:: REQUIREMENT ::
Print every line from the start of the data, and when you reach the line with "Target: beige wall cladding", include it and stop. Pictures are not part of the copy.

:: RECORDS FOR THIS EXERCISE ::
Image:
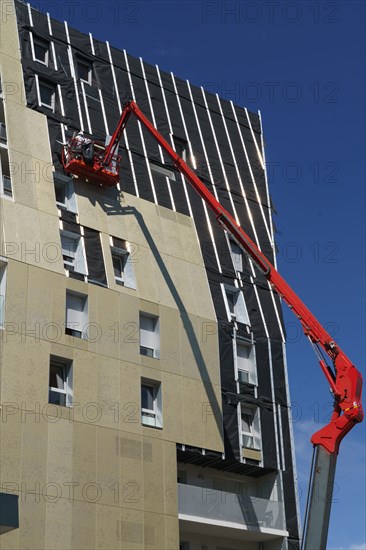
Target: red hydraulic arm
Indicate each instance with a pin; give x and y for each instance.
(344, 379)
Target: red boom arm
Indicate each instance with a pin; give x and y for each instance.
(346, 380)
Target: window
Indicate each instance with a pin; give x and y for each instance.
(122, 263)
(5, 178)
(181, 147)
(73, 252)
(245, 361)
(46, 94)
(149, 335)
(85, 71)
(236, 256)
(40, 50)
(3, 137)
(76, 314)
(182, 477)
(64, 191)
(151, 403)
(235, 304)
(3, 266)
(162, 170)
(60, 382)
(250, 431)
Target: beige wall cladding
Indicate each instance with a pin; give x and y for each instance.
(28, 132)
(9, 42)
(92, 476)
(31, 236)
(12, 73)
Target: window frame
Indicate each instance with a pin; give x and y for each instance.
(156, 332)
(240, 313)
(69, 192)
(86, 63)
(234, 253)
(67, 378)
(181, 147)
(4, 137)
(40, 42)
(3, 276)
(3, 191)
(122, 256)
(252, 373)
(50, 86)
(255, 431)
(83, 322)
(167, 172)
(79, 257)
(121, 249)
(152, 418)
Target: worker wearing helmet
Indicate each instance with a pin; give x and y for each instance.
(84, 147)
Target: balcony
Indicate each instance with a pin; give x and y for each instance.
(204, 505)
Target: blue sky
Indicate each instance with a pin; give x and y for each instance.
(303, 65)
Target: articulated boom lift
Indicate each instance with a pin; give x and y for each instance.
(344, 379)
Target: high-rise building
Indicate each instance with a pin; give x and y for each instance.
(144, 391)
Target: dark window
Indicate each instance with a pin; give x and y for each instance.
(85, 71)
(41, 51)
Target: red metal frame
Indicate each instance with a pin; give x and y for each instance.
(99, 171)
(346, 380)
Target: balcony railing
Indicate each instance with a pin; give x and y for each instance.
(252, 512)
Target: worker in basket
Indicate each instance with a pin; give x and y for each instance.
(84, 148)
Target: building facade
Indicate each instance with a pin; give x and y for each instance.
(143, 374)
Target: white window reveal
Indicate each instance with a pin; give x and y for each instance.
(3, 136)
(60, 382)
(236, 255)
(250, 428)
(85, 71)
(151, 403)
(159, 169)
(40, 50)
(124, 273)
(76, 314)
(149, 335)
(3, 267)
(181, 147)
(235, 304)
(245, 362)
(46, 94)
(64, 192)
(6, 189)
(73, 252)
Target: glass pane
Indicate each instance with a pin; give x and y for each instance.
(57, 398)
(117, 265)
(60, 190)
(84, 71)
(40, 51)
(7, 185)
(57, 375)
(248, 441)
(246, 422)
(47, 95)
(147, 397)
(149, 352)
(243, 376)
(231, 301)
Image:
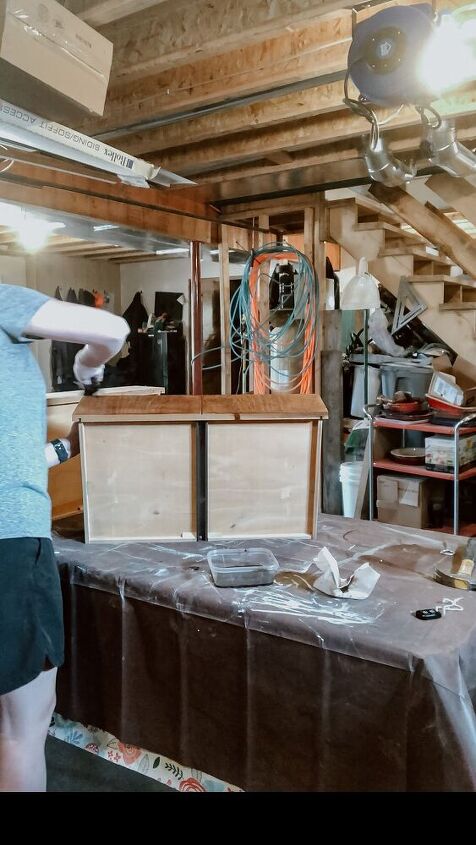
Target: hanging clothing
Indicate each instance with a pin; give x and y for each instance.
(63, 355)
(136, 315)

:: RESPONSE AREA ::
Image:
Target: red hydraulic arm
Indicate each instance with a pin; give x and y for each instance.
(344, 379)
Target: red boom arm
Indicate each instance with a pin; give x and y for each instance.
(346, 380)
Target: window
Indicate each instance with a pin; give x and y for each instance.
(122, 263)
(5, 178)
(181, 147)
(73, 252)
(245, 361)
(46, 94)
(149, 335)
(85, 71)
(236, 256)
(40, 50)
(3, 137)
(76, 314)
(182, 477)
(64, 191)
(151, 403)
(235, 304)
(3, 266)
(162, 170)
(60, 382)
(250, 431)
Target: beige wall cladding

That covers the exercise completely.